● **Excerpt**:
↓

CSE also suffers from a second interdisciplinary malady which I’ll describe as being too interdisciplinary. In addition to application field knowledge, work in CSE requires a strong math background, including at least linear algebra (which most MIT engineering departments don’t require), and comfort programming in at least a high-level language like MATLAB, Python, or Julia. These requirements make it so that even interested undergraduates often don’t have the necessary background to work in CSE until the end of their junior year. And because these prerequisites are so numerous and daunting, my sense is that many talented undergraduates simply enter other fields with lower barriers to entry in their early college years and become too invested in them to give CSE a shot later on.

Creating a new gateway to CSE

My personal transition from starry-eyed aerospace engineer to CSE enthusiast happened through the Undergraduate Research Opportunity Program (UROP) in my third year. I worked on testing an algorithm for simulating fluid dynamics using parallel computers. I didn’t fully understand my own work at the time, but I was hooked by having ownership of my own research project, the ability to work from wherever I wanted, and the badass feeling of running commands from a terminal for the first time. So when I started my grad program, I was eager to take on a UROP student of my own.

I quickly discovered that finding a UROP student was not so easy. There were multiple reasons: (1) we didn’t get too many inquiries from undergrads, due to the CSE awareness problems I’ve mentioned, (2) some interested undergrads who contacted us didn’t understand the nature of CSE work and ghosted us when they realized that the only thing we build is code, and (3) most students who contacted us were first-years who just didn’t have the math or coding background for CSE. Unfortunately, the best way to learn the math is to take the classes – but that takes several semesters. How could we make CSE more accessible?

↑

● **Data excerpt**:
↓

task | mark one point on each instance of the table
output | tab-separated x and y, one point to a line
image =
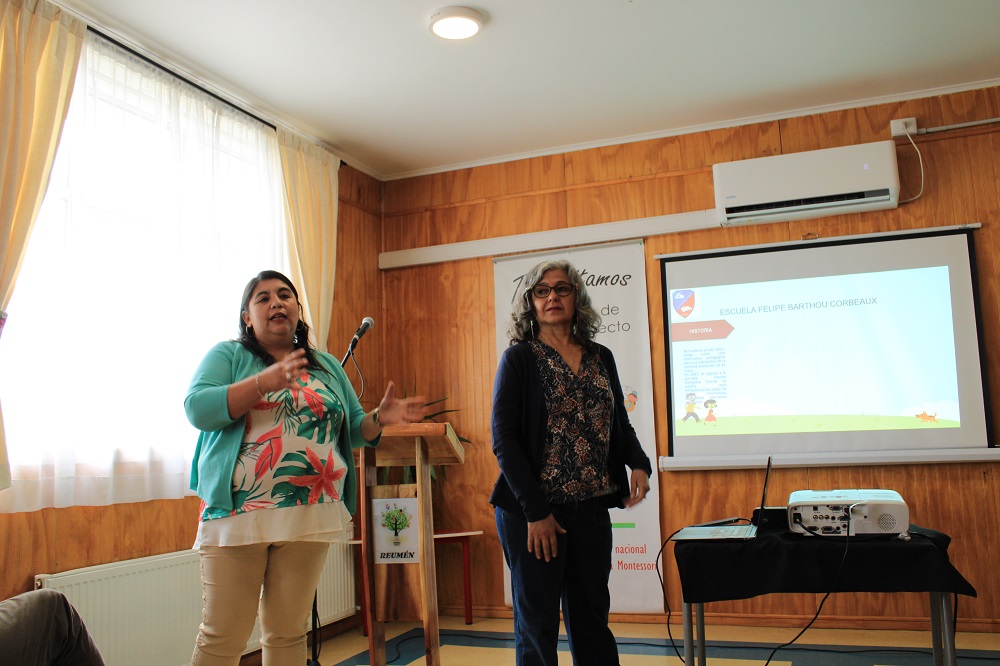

↑

● **Assignment 1**: List every programming language that the CSE excerpt names.
● **Assignment 2**: Return the stretch of the CSE excerpt from "I quickly discovered" through "CSE more accessible?", copied word for word.

● **Your solution 1**: MATLAB, Python, Julia

● **Your solution 2**:
I quickly discovered that finding a UROP student was not so easy. There were multiple reasons: (1) we didn’t get too many inquiries from undergrads, due to the CSE awareness problems I’ve mentioned, (2) some interested undergrads who contacted us didn’t understand the nature of CSE work and ghosted us when they realized that the only thing we build is code, and (3) most students who contacted us were first-years who just didn’t have the math or coding background for CSE. Unfortunately, the best way to learn the math is to take the classes – but that takes several semesters. How could we make CSE more accessible?